GIVEN INSTRUCTION: Your task is to return the span of lines beginning at the one with "of the glass-front" and ending at the last line of the data, exactly as it stands.

SUPPLIED ENTRIES:

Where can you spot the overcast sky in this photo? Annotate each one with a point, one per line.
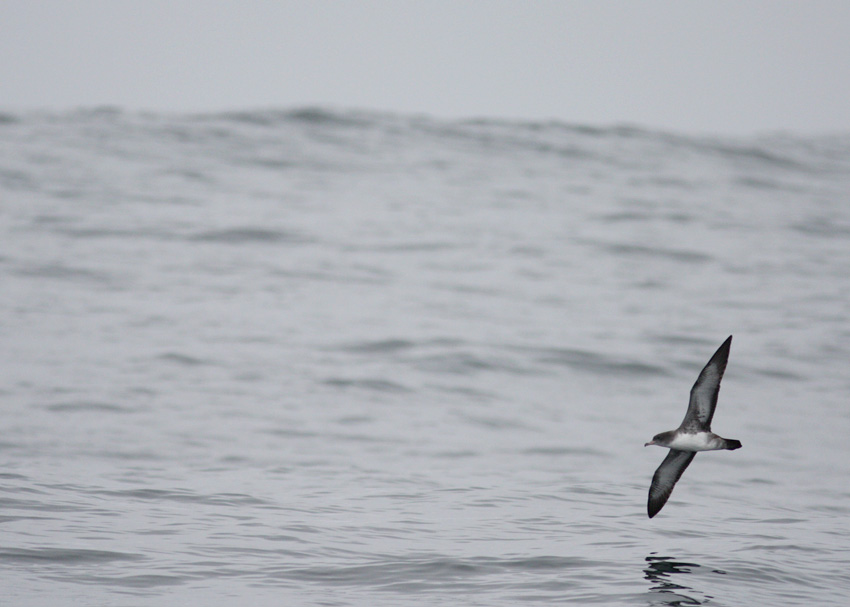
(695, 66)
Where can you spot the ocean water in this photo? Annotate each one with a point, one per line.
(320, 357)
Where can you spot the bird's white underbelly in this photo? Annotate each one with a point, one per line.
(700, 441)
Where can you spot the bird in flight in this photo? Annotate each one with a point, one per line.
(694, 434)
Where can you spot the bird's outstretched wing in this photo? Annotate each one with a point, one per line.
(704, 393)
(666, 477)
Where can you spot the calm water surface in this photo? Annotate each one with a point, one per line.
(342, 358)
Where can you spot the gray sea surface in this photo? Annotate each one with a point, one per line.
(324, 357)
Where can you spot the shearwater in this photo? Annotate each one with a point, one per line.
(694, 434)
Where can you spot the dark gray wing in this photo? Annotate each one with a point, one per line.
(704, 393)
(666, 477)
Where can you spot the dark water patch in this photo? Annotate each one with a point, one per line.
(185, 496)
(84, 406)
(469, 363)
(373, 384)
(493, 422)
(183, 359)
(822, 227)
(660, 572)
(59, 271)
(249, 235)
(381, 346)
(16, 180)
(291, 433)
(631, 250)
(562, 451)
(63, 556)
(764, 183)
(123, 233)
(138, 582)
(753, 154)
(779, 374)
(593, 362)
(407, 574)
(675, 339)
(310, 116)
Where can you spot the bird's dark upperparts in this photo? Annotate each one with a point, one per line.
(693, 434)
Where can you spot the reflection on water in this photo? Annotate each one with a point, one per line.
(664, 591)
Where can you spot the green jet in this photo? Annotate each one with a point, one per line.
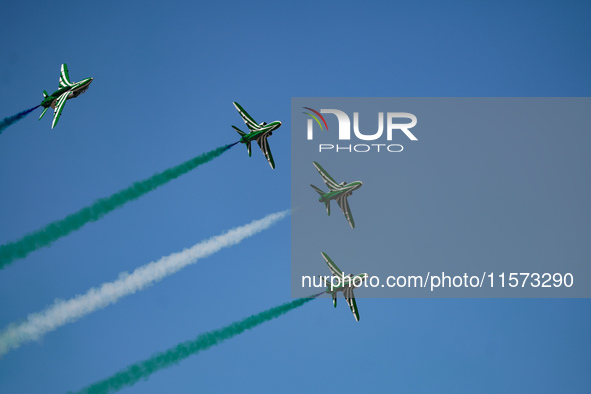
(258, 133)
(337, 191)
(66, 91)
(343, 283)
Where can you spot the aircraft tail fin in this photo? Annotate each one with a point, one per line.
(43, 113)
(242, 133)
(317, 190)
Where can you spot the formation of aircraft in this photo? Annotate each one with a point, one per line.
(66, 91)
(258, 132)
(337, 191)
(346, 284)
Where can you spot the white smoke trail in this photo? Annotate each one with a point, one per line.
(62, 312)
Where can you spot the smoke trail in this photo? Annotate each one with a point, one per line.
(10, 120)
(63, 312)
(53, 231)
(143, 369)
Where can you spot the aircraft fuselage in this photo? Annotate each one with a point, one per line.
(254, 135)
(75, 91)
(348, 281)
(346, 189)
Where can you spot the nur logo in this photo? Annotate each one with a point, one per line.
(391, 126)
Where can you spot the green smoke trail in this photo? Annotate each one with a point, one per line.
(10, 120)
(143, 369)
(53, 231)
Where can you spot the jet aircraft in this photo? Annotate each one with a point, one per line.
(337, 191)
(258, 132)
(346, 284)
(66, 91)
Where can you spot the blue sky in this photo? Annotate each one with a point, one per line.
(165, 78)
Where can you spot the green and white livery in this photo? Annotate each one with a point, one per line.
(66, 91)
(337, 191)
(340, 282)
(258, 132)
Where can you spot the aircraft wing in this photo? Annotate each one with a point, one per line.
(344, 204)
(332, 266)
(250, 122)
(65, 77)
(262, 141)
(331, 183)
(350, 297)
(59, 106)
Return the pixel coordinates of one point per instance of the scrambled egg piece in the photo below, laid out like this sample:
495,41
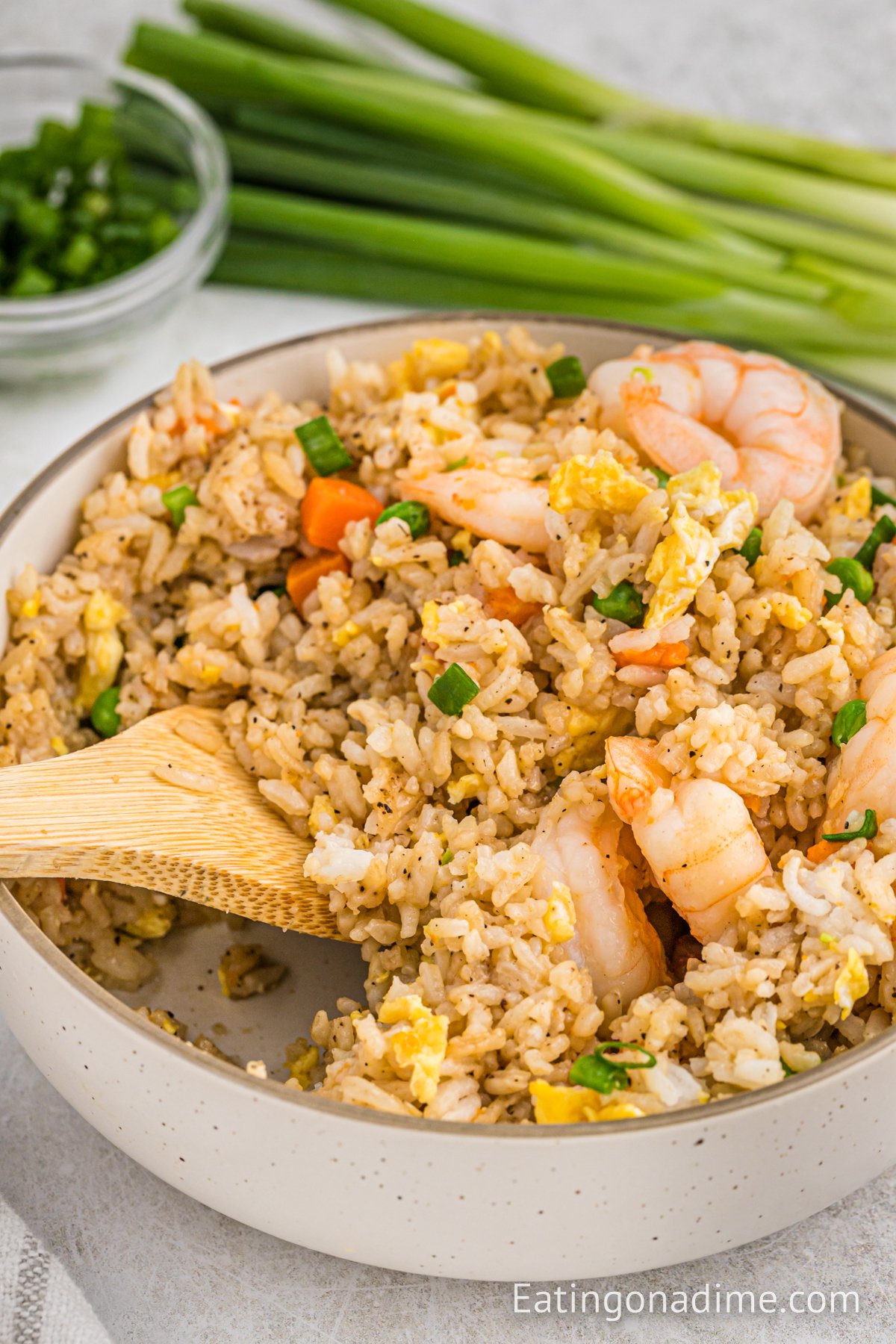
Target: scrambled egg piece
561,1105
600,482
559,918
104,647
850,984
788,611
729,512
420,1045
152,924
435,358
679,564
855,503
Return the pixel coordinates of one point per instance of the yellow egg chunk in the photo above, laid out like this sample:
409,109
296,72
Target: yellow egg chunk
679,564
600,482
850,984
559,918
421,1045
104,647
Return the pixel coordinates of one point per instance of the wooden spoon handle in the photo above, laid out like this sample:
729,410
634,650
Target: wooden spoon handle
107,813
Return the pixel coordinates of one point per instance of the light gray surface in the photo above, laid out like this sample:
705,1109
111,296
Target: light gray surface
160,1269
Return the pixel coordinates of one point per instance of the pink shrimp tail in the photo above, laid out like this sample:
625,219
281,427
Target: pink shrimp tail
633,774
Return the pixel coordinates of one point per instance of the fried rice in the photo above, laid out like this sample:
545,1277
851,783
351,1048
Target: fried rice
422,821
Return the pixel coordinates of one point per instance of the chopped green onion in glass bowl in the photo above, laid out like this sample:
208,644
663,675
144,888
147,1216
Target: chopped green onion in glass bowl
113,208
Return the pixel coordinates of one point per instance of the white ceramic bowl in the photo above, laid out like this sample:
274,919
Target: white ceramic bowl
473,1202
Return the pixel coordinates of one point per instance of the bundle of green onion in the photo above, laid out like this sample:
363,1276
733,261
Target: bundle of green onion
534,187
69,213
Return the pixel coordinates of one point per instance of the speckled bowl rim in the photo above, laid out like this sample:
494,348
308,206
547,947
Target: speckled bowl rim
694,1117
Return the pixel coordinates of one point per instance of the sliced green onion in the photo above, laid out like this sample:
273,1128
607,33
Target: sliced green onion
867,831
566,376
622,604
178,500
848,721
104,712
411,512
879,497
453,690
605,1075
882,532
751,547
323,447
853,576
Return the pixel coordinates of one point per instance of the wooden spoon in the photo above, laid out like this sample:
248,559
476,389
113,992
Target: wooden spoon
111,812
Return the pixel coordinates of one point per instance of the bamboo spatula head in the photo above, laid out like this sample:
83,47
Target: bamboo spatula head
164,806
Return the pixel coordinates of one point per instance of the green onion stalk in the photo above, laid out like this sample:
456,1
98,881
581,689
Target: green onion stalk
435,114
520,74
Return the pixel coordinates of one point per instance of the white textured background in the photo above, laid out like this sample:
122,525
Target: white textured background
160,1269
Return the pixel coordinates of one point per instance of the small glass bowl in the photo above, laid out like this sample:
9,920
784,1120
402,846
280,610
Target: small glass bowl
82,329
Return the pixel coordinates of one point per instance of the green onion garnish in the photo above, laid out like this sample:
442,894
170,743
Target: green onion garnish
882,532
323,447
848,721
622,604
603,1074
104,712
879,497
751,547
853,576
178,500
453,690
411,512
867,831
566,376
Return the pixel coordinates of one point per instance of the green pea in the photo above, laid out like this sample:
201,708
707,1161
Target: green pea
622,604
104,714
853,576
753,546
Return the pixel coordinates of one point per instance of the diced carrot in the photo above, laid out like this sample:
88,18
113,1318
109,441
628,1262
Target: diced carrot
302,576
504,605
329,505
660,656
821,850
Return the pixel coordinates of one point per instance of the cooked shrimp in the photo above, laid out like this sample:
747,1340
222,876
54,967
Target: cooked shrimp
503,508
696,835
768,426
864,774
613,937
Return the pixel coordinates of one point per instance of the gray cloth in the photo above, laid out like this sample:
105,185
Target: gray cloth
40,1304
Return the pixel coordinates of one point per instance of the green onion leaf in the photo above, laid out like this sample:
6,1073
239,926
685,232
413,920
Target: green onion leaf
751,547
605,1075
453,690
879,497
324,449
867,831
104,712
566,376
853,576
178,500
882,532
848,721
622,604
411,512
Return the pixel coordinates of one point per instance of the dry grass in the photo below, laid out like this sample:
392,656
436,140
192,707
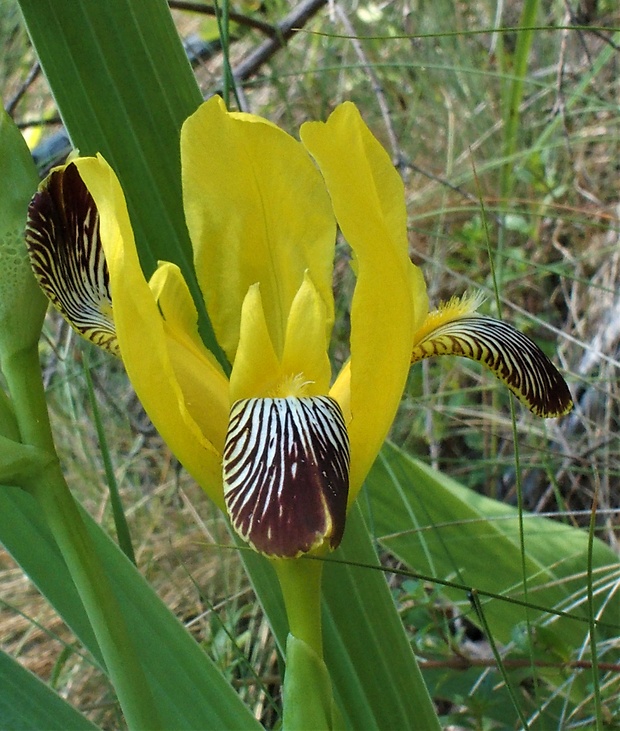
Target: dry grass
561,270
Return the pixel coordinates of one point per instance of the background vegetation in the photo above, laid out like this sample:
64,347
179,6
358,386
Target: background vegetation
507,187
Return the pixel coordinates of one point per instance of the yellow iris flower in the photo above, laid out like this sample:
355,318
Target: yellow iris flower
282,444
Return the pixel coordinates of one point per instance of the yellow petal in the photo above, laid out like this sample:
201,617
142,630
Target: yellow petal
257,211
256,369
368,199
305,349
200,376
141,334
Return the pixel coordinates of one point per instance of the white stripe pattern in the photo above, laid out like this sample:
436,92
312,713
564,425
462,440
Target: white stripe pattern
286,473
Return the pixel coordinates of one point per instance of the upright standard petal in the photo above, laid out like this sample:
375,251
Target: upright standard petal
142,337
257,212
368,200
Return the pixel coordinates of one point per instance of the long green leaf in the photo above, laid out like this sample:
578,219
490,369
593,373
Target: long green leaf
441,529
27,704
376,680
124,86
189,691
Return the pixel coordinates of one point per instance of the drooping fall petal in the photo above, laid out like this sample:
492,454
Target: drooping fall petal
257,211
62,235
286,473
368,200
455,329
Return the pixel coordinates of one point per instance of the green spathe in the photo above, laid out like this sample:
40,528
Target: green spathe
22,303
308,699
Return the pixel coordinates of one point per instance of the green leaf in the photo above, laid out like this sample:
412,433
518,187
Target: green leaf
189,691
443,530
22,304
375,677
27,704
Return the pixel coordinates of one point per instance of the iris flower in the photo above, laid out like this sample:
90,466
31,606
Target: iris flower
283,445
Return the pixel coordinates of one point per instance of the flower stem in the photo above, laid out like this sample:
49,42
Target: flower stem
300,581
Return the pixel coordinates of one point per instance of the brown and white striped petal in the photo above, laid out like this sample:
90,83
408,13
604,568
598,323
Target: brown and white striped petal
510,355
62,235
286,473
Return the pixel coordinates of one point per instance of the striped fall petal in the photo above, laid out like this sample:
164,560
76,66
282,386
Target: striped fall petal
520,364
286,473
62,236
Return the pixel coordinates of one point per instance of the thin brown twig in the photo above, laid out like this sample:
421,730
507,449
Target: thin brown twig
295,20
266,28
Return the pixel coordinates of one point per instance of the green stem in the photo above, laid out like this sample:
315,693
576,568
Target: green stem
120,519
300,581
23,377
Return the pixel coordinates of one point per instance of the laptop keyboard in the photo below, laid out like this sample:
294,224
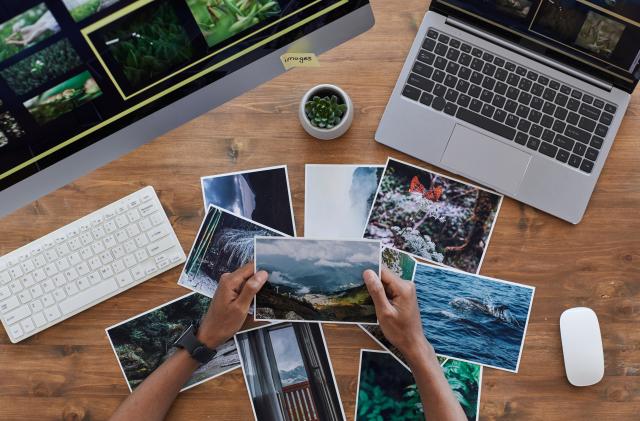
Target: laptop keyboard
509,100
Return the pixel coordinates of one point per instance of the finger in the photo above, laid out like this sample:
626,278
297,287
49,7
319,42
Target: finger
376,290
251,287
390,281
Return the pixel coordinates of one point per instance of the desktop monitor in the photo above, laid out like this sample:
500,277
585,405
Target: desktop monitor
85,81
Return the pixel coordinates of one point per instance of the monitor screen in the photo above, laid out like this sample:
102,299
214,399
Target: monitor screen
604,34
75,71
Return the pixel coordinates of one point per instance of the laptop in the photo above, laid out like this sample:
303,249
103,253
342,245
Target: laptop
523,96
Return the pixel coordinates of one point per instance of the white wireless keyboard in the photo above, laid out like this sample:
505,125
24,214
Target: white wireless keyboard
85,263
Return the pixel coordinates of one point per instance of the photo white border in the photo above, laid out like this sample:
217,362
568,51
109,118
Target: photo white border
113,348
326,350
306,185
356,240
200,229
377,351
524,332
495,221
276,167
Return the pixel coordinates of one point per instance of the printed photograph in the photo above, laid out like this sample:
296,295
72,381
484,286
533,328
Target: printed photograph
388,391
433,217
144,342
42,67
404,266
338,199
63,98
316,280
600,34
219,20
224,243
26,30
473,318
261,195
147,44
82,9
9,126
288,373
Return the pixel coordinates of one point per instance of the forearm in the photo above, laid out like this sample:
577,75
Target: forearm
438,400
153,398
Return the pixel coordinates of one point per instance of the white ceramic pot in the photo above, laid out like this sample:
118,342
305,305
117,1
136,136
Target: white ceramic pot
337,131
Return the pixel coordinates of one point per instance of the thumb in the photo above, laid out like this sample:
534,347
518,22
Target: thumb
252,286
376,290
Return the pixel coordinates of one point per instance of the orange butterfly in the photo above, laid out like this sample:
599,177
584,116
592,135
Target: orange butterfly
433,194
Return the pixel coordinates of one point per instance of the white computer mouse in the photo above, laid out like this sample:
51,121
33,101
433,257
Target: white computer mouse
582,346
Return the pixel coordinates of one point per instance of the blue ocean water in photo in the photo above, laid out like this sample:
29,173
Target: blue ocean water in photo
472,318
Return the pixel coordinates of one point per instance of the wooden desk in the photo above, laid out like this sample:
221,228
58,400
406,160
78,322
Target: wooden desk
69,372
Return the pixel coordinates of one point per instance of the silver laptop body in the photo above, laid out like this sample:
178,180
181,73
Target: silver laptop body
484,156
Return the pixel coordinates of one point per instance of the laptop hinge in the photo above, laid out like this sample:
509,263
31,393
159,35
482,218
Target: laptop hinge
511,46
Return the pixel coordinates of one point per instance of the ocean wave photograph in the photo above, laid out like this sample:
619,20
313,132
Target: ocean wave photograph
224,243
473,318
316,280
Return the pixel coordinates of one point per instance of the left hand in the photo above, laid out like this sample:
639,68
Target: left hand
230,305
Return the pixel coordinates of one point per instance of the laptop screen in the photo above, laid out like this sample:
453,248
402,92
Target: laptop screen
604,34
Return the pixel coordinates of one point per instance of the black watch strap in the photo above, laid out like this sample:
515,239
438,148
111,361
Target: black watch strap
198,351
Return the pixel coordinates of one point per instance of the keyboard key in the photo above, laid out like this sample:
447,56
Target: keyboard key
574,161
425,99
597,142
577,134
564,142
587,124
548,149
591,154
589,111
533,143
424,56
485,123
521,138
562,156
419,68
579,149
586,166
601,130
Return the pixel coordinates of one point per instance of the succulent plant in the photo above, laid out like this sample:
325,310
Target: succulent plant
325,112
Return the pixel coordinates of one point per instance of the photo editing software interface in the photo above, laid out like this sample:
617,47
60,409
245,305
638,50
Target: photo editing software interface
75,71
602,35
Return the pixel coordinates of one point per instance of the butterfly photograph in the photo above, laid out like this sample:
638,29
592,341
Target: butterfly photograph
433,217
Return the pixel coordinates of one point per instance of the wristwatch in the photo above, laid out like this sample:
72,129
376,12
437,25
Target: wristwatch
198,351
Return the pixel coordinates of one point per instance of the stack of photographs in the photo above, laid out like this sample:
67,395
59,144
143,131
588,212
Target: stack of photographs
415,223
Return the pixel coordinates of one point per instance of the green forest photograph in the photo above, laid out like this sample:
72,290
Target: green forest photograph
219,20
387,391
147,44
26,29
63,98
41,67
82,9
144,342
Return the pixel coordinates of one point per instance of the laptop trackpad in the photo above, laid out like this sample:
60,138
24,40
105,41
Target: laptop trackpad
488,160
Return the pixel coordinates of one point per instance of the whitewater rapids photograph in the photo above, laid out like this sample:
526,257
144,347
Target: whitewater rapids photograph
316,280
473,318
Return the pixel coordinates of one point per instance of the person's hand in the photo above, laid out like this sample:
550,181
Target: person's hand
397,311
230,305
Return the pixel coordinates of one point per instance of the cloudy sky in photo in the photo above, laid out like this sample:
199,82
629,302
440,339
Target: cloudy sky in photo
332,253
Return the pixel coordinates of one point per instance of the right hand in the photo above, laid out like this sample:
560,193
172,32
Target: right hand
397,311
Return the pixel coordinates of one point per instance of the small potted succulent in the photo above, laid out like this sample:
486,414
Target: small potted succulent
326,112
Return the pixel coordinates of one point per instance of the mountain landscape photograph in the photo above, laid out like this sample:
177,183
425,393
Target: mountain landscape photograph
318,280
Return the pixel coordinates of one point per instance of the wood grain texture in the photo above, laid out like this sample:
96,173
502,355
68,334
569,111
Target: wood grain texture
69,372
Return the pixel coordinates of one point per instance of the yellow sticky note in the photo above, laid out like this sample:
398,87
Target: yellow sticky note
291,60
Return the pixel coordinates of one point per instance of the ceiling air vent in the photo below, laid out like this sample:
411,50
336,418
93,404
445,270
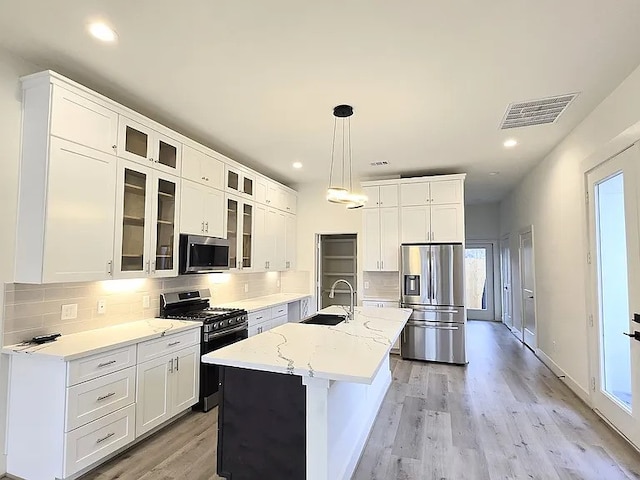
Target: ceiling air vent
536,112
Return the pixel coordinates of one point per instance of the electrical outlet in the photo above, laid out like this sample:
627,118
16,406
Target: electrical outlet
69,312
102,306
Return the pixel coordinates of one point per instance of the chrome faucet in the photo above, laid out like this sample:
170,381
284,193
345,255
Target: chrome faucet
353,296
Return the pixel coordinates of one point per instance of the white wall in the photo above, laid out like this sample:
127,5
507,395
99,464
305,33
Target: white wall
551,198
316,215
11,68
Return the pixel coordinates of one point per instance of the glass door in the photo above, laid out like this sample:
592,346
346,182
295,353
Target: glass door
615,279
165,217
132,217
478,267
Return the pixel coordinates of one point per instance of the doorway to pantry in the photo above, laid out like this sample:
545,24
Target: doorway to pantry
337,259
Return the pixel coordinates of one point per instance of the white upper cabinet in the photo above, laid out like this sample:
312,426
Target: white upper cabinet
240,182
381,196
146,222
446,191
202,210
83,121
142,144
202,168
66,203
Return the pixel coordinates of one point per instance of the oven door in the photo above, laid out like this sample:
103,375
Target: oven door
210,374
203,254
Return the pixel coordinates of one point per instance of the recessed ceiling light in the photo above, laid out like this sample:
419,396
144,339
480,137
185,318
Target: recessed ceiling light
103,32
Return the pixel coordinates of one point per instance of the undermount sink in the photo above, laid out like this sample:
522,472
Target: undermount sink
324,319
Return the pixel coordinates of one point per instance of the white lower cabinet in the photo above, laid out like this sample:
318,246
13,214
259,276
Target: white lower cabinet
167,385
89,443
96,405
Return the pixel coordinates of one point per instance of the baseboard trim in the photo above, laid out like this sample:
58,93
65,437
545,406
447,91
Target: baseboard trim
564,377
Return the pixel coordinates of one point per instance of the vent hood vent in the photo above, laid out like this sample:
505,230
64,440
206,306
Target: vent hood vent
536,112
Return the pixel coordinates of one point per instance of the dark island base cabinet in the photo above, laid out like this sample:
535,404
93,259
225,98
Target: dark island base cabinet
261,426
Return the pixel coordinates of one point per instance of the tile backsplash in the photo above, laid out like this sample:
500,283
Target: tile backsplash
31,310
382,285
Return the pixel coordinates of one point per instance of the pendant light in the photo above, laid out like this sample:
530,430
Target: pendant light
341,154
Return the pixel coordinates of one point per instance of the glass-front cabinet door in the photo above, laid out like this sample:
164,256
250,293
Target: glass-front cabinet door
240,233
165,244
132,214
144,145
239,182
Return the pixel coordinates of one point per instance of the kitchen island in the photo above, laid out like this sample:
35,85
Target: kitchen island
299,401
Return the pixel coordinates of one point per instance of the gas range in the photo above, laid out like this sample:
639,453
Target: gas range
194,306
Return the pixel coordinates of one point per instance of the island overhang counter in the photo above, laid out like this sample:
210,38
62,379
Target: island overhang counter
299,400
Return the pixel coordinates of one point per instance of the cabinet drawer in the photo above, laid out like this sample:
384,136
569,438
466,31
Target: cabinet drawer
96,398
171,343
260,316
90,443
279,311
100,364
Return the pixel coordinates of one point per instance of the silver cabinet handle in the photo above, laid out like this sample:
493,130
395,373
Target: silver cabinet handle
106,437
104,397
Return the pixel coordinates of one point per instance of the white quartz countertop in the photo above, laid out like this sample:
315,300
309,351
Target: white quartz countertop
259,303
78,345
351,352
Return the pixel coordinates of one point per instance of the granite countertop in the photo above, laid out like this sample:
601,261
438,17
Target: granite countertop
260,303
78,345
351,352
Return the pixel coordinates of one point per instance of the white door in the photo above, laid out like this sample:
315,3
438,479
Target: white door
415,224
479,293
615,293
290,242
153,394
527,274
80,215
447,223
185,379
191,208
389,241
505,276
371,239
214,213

EXERCISE OUTPUT:
Return the pixel coordinates of one point per instance of the glass-front cabinet door in the photo above, laid out like this sample:
164,256
250,293
Target: glass-front cabinet door
240,233
165,244
132,214
144,145
239,182
Return the pixel coordinates of one point per instance of the kitchen island in the photo above, laid out like this sample:
35,85
Target: kitchen island
299,401
Return the pixel coordinates of one point per instance of the gas range in the photo above, laid out like this sample:
639,453
Target: gas range
194,306
Return the pixel coordinates of one point per instance of the island overhang counter in the photo above, laid out like this sample:
210,38
62,379
Target: island overhang counter
299,400
Return the pixel coordinates of one point per instance of the cabinet drawer in the photo above, laid out like this sample:
384,136
569,438
466,31
Target: cabinet drawer
96,398
171,343
260,316
90,443
279,311
100,364
Return the pixel coordinates of one point per instance of the silver cabinet handle in the photo above, laid out like this sample:
493,130
395,373
Target: silver cabinet handle
106,437
104,397
Return the pixel coordinates of one point per instance of the white quartz countertop in the photo above, laid out like this sample:
315,300
309,351
Target: white quartz countertop
259,303
78,345
351,352
Return the pixel coordinates of one point per instance of the granite countertop in the photo above, laid out like this sample:
601,261
438,17
Target: granite countertop
260,303
78,345
351,352
Return the pixel coordinates of one point per instance of the white door in the photo above, laid out like this sample:
315,3
438,479
Target: white door
415,224
479,293
615,293
290,242
153,394
527,274
80,215
447,223
185,379
191,208
389,241
505,276
371,239
214,213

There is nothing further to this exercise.